• Selected text:
--------------------
That same week my beloved friend Mary Houghteling came to visit me to this far land of Morazán! I was so moved and appreciative that she came all the way from Oregon and California to visit me for three days! In addition to this enormous gesture of love, Mary brought two suitcases filled with art supplies for the school and accepted no money for them. It was a huge contribution to our school!!!! And I have no words to express how much we all appreciate this gift, this gesture of generosity.

At the beginning of September, Tatiana Reinoza and Jeff Fohl came to visit us. Tatiana is a lovely Salvadoran young woman whom I met in California. She studied Art at Sacramento State University and although her studies had been in studio art, she has found a new vocation in the area of curatorial studies. I met her when she invited me to be part of a Latin American Women’s Forum that she organized while she was still a student.

When Tatiana confirmed her arrival to Perquin, I asked her, as I ask all our visitors that she would come ready to share something that she knows well. Tatiana came prepared with two lectures one about Salvadoran art and one about Latin American artists. She gave both presentations at the Mayor’s building to a large number of eager participants that came from Perquin and near by villages. On the last Saturday of her visit, and with an indescribable rain in the background, she delivered a third presentation to a group of young men and women at CEBES. They all absorbed the material with noticeable voracity. It was very important to have Tatiana’s contribution. Tatiana left for us her own reflections in the shape of a document that narrates her opinion and ideas of the people of Perquin and their passionate acceptance of art and art practice.

Jeff Fohl is part of the board of Intersection of the Arts. I was gladly surprised when he told me that he wanted to come and visit me in El Salvador. He is a great photographer and video artist and both activities he performed while he was here. Beyond the artistic work that he developed, I think that what it was really important for him was to be here. The impact was to be immersed in the community, to walk about, to listen, to look, to be, to allow himself to be transformed by the experience.
--------------------
• Data for review:
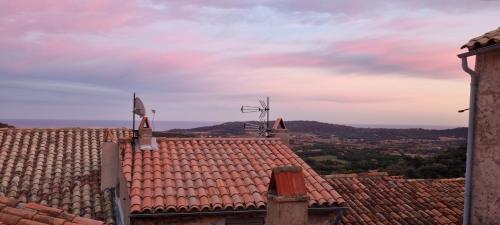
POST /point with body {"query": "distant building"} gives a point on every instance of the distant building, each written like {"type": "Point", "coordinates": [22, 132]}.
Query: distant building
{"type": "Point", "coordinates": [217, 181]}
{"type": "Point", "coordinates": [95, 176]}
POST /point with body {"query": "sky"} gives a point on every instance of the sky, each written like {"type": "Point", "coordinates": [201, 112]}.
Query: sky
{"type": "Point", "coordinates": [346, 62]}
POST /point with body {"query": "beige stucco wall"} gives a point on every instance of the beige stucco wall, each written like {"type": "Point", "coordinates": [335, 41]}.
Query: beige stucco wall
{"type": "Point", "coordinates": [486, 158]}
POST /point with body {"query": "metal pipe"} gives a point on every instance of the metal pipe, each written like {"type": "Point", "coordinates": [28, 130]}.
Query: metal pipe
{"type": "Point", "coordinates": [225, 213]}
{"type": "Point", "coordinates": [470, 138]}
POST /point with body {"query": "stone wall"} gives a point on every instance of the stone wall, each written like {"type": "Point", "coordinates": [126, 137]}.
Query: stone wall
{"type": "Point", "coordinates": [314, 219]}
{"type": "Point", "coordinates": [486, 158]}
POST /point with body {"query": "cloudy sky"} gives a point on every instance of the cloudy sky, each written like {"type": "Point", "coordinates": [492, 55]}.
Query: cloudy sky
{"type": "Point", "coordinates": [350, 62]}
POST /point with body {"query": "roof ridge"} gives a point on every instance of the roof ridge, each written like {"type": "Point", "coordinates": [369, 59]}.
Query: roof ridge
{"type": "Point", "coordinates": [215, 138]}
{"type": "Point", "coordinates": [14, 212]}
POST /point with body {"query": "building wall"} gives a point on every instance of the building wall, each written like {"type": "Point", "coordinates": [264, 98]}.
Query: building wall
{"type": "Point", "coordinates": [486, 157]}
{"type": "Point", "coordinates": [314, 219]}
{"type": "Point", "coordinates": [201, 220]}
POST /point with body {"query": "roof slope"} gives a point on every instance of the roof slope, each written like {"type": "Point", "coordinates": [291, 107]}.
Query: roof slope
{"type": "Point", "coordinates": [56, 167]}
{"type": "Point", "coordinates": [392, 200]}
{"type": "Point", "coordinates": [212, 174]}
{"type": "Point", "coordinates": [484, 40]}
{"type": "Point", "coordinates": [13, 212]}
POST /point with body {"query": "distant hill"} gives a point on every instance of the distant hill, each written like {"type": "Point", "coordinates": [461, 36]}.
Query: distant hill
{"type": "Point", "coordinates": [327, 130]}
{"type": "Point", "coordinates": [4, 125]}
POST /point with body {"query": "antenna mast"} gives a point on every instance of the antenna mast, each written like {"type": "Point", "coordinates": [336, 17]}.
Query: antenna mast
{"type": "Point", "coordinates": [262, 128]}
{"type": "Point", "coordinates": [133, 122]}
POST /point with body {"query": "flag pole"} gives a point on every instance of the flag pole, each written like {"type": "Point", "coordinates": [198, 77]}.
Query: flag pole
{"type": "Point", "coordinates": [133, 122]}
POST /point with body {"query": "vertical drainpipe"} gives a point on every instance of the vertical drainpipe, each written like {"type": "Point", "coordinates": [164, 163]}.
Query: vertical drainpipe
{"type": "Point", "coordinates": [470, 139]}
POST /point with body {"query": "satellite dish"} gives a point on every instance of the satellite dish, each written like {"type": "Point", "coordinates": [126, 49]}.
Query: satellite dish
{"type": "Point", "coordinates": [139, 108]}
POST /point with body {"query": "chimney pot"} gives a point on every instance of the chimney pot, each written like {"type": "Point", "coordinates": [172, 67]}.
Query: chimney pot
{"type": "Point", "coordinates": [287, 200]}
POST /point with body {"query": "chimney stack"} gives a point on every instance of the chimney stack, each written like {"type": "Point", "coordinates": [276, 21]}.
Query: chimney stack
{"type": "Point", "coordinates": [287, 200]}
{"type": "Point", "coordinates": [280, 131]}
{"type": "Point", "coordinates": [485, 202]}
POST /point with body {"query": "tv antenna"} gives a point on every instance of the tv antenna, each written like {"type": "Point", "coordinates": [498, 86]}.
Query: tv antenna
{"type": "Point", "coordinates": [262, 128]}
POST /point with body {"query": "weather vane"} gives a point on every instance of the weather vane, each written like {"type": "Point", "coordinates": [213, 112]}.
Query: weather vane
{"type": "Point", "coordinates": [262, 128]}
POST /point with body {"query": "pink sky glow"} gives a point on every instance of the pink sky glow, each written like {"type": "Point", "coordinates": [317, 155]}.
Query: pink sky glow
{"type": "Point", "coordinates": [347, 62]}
--------------------
• What you need to do:
1) Write out the part of the passage about visitors to Perquin between "When Tatiana confirmed" and "and art practice.", inclusive.
2) In the passage about visitors to Perquin, at which university did Tatiana Reinoza study art?

• Solutions to the problems:
1)
When Tatiana confirmed her arrival to Perquin, I asked her, as I ask all our visitors that she would come ready to share something that she knows well. Tatiana came prepared with two lectures one about Salvadoran art and one about Latin American artists. She gave both presentations at the Mayor’s building to a large number of eager participants that came from Perquin and near by villages. On the last Saturday of her visit, and with an indescribable rain in the background, she delivered a third presentation to a group of young men and women at CEBES. They all absorbed the material with noticeable voracity. It was very important to have Tatiana’s contribution. Tatiana left for us her own reflections in the shape of a document that narrates her opinion and ideas of the people of Perquin and their passionate acceptance of art and art practice.

2) Sacramento State University